Given problem:
Find every line in the items below that contains the word "buffalo" and copy each of those lines.

╭─ Information given

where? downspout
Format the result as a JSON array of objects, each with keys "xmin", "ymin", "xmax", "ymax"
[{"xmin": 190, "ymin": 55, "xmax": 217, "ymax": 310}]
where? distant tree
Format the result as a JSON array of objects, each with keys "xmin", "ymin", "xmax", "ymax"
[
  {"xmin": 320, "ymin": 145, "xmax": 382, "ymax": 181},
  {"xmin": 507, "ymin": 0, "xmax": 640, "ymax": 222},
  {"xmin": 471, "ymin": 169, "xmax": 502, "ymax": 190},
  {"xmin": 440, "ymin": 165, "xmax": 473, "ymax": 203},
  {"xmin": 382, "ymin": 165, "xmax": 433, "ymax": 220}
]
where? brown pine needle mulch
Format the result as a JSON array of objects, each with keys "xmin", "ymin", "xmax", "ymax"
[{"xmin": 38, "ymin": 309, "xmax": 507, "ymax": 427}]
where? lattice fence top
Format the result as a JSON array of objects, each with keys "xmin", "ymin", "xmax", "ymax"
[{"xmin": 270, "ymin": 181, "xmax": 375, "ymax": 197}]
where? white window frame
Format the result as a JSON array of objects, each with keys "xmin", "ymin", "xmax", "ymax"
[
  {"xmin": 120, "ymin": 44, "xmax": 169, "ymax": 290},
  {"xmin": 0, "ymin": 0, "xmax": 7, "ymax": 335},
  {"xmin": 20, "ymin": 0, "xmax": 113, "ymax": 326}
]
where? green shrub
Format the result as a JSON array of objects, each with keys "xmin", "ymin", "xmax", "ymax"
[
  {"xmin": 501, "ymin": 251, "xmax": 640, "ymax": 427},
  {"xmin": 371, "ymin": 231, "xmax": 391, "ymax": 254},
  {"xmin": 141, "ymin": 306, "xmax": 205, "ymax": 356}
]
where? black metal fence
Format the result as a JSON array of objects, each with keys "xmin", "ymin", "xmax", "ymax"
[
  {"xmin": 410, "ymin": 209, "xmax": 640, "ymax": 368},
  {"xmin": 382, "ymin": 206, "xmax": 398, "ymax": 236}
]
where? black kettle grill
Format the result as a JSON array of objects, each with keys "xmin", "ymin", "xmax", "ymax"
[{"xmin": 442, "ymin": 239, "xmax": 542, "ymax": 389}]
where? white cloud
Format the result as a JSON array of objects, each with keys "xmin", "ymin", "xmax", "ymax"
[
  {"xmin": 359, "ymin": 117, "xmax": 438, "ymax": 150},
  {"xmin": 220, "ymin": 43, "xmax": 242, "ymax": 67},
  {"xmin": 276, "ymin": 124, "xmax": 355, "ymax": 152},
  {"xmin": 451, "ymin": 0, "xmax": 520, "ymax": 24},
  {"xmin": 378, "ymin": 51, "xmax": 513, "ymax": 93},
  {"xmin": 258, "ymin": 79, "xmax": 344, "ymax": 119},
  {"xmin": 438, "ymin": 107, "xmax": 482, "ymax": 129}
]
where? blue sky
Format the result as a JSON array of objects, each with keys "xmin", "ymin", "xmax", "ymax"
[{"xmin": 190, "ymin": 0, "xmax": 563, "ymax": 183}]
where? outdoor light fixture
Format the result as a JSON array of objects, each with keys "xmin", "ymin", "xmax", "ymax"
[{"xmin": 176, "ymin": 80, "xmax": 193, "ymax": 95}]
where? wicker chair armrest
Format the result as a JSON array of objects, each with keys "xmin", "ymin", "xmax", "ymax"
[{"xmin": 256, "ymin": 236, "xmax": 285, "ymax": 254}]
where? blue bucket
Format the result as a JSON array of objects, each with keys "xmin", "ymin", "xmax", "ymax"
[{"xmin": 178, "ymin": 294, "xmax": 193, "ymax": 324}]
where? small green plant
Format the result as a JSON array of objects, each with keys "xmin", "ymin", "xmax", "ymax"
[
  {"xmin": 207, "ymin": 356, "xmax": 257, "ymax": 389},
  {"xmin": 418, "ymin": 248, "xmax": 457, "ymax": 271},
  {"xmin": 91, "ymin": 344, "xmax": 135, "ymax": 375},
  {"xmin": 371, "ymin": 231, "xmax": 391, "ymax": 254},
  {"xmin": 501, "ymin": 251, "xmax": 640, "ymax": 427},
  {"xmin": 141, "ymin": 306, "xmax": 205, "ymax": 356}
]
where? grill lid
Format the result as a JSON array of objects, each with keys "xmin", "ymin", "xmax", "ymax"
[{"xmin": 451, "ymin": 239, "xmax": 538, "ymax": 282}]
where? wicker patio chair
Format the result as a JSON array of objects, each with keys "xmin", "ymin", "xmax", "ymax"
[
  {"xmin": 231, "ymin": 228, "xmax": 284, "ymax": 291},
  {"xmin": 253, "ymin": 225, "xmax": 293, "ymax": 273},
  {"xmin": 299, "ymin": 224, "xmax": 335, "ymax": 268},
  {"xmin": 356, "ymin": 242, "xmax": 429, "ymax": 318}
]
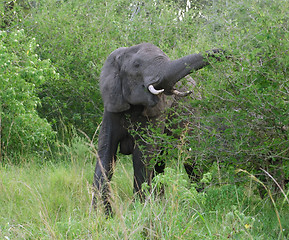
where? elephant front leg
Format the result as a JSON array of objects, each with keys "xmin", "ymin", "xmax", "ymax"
[
  {"xmin": 133, "ymin": 146, "xmax": 154, "ymax": 200},
  {"xmin": 92, "ymin": 112, "xmax": 121, "ymax": 214},
  {"xmin": 92, "ymin": 159, "xmax": 113, "ymax": 215}
]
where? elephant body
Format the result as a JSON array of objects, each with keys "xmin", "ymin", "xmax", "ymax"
[{"xmin": 93, "ymin": 43, "xmax": 221, "ymax": 213}]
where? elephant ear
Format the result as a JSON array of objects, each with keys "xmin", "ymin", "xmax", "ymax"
[{"xmin": 100, "ymin": 48, "xmax": 130, "ymax": 112}]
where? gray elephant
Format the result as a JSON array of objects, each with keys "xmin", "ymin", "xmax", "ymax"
[{"xmin": 93, "ymin": 43, "xmax": 222, "ymax": 213}]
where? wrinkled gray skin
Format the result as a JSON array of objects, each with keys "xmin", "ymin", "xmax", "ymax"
[{"xmin": 93, "ymin": 43, "xmax": 220, "ymax": 214}]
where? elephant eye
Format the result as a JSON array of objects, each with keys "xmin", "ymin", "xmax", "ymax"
[{"xmin": 133, "ymin": 61, "xmax": 140, "ymax": 68}]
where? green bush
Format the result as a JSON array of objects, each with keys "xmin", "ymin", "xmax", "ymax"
[{"xmin": 0, "ymin": 30, "xmax": 58, "ymax": 154}]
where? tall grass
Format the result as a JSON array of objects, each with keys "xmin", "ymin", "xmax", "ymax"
[{"xmin": 0, "ymin": 139, "xmax": 289, "ymax": 239}]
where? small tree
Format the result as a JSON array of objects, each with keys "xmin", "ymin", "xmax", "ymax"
[{"xmin": 0, "ymin": 30, "xmax": 58, "ymax": 158}]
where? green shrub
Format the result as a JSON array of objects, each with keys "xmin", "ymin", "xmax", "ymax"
[{"xmin": 0, "ymin": 30, "xmax": 58, "ymax": 154}]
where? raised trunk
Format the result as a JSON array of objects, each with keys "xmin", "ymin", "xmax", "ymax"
[{"xmin": 158, "ymin": 54, "xmax": 209, "ymax": 90}]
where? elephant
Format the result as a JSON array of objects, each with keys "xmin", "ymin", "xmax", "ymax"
[{"xmin": 92, "ymin": 43, "xmax": 224, "ymax": 214}]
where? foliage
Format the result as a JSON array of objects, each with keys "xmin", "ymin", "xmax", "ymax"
[
  {"xmin": 0, "ymin": 152, "xmax": 289, "ymax": 239},
  {"xmin": 0, "ymin": 30, "xmax": 58, "ymax": 154}
]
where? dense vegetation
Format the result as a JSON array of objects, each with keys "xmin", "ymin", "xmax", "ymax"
[{"xmin": 0, "ymin": 0, "xmax": 289, "ymax": 239}]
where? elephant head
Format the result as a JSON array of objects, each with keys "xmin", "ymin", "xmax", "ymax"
[
  {"xmin": 100, "ymin": 43, "xmax": 219, "ymax": 112},
  {"xmin": 93, "ymin": 43, "xmax": 224, "ymax": 212}
]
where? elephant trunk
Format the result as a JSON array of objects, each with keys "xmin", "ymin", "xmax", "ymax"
[
  {"xmin": 161, "ymin": 54, "xmax": 209, "ymax": 90},
  {"xmin": 157, "ymin": 49, "xmax": 224, "ymax": 93}
]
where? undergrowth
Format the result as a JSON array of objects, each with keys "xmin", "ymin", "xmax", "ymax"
[{"xmin": 0, "ymin": 139, "xmax": 289, "ymax": 239}]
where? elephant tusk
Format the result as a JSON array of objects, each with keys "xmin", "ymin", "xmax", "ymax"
[
  {"xmin": 148, "ymin": 85, "xmax": 165, "ymax": 95},
  {"xmin": 172, "ymin": 89, "xmax": 192, "ymax": 97}
]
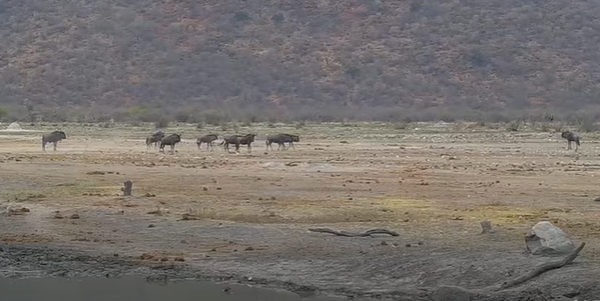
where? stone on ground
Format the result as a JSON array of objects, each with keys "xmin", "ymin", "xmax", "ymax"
[
  {"xmin": 431, "ymin": 286, "xmax": 475, "ymax": 301},
  {"xmin": 525, "ymin": 221, "xmax": 575, "ymax": 255}
]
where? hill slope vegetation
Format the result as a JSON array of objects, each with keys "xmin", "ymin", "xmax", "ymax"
[{"xmin": 0, "ymin": 0, "xmax": 600, "ymax": 121}]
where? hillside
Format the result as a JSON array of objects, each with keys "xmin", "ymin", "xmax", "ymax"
[{"xmin": 0, "ymin": 0, "xmax": 600, "ymax": 121}]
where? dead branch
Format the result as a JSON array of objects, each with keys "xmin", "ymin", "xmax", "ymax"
[
  {"xmin": 308, "ymin": 228, "xmax": 399, "ymax": 237},
  {"xmin": 500, "ymin": 242, "xmax": 585, "ymax": 289}
]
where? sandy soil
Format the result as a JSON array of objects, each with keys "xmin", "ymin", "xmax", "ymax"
[{"xmin": 0, "ymin": 125, "xmax": 600, "ymax": 300}]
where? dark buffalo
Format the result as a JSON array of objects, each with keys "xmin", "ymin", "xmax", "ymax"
[
  {"xmin": 196, "ymin": 134, "xmax": 219, "ymax": 150},
  {"xmin": 159, "ymin": 134, "xmax": 181, "ymax": 153},
  {"xmin": 146, "ymin": 131, "xmax": 165, "ymax": 149},
  {"xmin": 560, "ymin": 131, "xmax": 579, "ymax": 151},
  {"xmin": 219, "ymin": 134, "xmax": 256, "ymax": 152},
  {"xmin": 42, "ymin": 131, "xmax": 67, "ymax": 151},
  {"xmin": 265, "ymin": 133, "xmax": 300, "ymax": 150}
]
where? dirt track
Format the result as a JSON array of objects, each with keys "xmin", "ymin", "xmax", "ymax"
[{"xmin": 0, "ymin": 125, "xmax": 600, "ymax": 300}]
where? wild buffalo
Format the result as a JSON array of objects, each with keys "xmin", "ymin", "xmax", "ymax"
[
  {"xmin": 265, "ymin": 133, "xmax": 300, "ymax": 150},
  {"xmin": 560, "ymin": 131, "xmax": 579, "ymax": 151},
  {"xmin": 42, "ymin": 131, "xmax": 67, "ymax": 151},
  {"xmin": 146, "ymin": 131, "xmax": 165, "ymax": 149},
  {"xmin": 159, "ymin": 134, "xmax": 181, "ymax": 153},
  {"xmin": 219, "ymin": 134, "xmax": 256, "ymax": 152},
  {"xmin": 196, "ymin": 134, "xmax": 219, "ymax": 150}
]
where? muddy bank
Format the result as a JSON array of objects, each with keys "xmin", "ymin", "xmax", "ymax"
[
  {"xmin": 0, "ymin": 277, "xmax": 360, "ymax": 301},
  {"xmin": 0, "ymin": 241, "xmax": 600, "ymax": 301}
]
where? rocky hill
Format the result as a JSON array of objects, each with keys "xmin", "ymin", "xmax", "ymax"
[{"xmin": 0, "ymin": 0, "xmax": 600, "ymax": 121}]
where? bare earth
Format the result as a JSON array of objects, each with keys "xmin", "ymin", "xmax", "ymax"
[{"xmin": 0, "ymin": 124, "xmax": 600, "ymax": 300}]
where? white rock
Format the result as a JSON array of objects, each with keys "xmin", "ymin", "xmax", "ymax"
[{"xmin": 525, "ymin": 221, "xmax": 575, "ymax": 255}]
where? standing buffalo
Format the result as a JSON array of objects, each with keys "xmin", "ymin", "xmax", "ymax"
[
  {"xmin": 265, "ymin": 134, "xmax": 300, "ymax": 150},
  {"xmin": 42, "ymin": 131, "xmax": 67, "ymax": 151},
  {"xmin": 159, "ymin": 134, "xmax": 181, "ymax": 153},
  {"xmin": 196, "ymin": 134, "xmax": 219, "ymax": 150},
  {"xmin": 146, "ymin": 131, "xmax": 165, "ymax": 149},
  {"xmin": 219, "ymin": 134, "xmax": 256, "ymax": 152},
  {"xmin": 560, "ymin": 131, "xmax": 579, "ymax": 151}
]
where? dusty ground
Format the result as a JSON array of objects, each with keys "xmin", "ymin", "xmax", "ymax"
[{"xmin": 0, "ymin": 124, "xmax": 600, "ymax": 300}]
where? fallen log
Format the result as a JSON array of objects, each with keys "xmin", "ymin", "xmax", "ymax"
[
  {"xmin": 308, "ymin": 228, "xmax": 399, "ymax": 237},
  {"xmin": 500, "ymin": 242, "xmax": 585, "ymax": 289}
]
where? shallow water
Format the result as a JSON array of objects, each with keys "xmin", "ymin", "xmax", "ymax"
[{"xmin": 0, "ymin": 277, "xmax": 356, "ymax": 301}]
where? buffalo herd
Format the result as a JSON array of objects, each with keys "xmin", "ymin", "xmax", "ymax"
[{"xmin": 42, "ymin": 127, "xmax": 580, "ymax": 152}]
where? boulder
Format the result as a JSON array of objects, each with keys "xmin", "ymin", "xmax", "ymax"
[
  {"xmin": 431, "ymin": 285, "xmax": 475, "ymax": 301},
  {"xmin": 525, "ymin": 221, "xmax": 575, "ymax": 255}
]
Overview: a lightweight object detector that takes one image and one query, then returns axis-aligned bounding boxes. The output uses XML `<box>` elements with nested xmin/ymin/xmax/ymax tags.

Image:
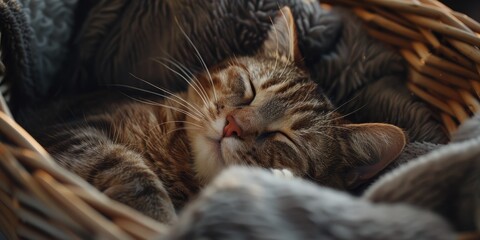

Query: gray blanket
<box><xmin>161</xmin><ymin>117</ymin><xmax>480</xmax><ymax>240</ymax></box>
<box><xmin>5</xmin><ymin>0</ymin><xmax>474</xmax><ymax>239</ymax></box>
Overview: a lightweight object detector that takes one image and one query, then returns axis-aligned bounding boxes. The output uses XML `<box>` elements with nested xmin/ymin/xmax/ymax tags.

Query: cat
<box><xmin>21</xmin><ymin>7</ymin><xmax>406</xmax><ymax>224</ymax></box>
<box><xmin>160</xmin><ymin>167</ymin><xmax>455</xmax><ymax>240</ymax></box>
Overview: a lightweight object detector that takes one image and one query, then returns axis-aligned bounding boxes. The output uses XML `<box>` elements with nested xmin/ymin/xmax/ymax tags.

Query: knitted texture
<box><xmin>19</xmin><ymin>0</ymin><xmax>78</xmax><ymax>95</ymax></box>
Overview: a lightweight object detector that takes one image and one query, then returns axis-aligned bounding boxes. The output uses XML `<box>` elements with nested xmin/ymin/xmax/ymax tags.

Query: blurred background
<box><xmin>441</xmin><ymin>0</ymin><xmax>480</xmax><ymax>21</ymax></box>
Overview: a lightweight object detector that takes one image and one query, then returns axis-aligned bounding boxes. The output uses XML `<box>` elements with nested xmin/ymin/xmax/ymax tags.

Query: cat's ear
<box><xmin>344</xmin><ymin>123</ymin><xmax>406</xmax><ymax>188</ymax></box>
<box><xmin>262</xmin><ymin>7</ymin><xmax>303</xmax><ymax>65</ymax></box>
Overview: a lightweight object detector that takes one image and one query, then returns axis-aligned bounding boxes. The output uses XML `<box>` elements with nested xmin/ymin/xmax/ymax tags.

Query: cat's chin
<box><xmin>192</xmin><ymin>136</ymin><xmax>227</xmax><ymax>182</ymax></box>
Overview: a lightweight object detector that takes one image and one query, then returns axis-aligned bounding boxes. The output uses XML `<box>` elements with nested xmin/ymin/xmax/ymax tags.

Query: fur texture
<box><xmin>159</xmin><ymin>168</ymin><xmax>454</xmax><ymax>240</ymax></box>
<box><xmin>21</xmin><ymin>8</ymin><xmax>405</xmax><ymax>223</ymax></box>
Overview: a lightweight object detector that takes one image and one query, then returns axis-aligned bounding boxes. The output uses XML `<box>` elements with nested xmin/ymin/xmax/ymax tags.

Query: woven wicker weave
<box><xmin>0</xmin><ymin>0</ymin><xmax>480</xmax><ymax>239</ymax></box>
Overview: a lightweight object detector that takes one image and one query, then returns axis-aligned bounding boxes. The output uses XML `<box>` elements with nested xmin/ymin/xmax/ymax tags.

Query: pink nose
<box><xmin>223</xmin><ymin>114</ymin><xmax>242</xmax><ymax>137</ymax></box>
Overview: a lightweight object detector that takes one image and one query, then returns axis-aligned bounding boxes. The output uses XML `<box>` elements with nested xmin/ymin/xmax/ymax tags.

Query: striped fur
<box><xmin>27</xmin><ymin>9</ymin><xmax>405</xmax><ymax>223</ymax></box>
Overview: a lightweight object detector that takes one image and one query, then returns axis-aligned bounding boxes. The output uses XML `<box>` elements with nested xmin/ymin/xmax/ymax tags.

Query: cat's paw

╰─

Solution to the problem:
where? dark buffalo
where? wild buffalo
where? standing buffalo
where? buffalo herd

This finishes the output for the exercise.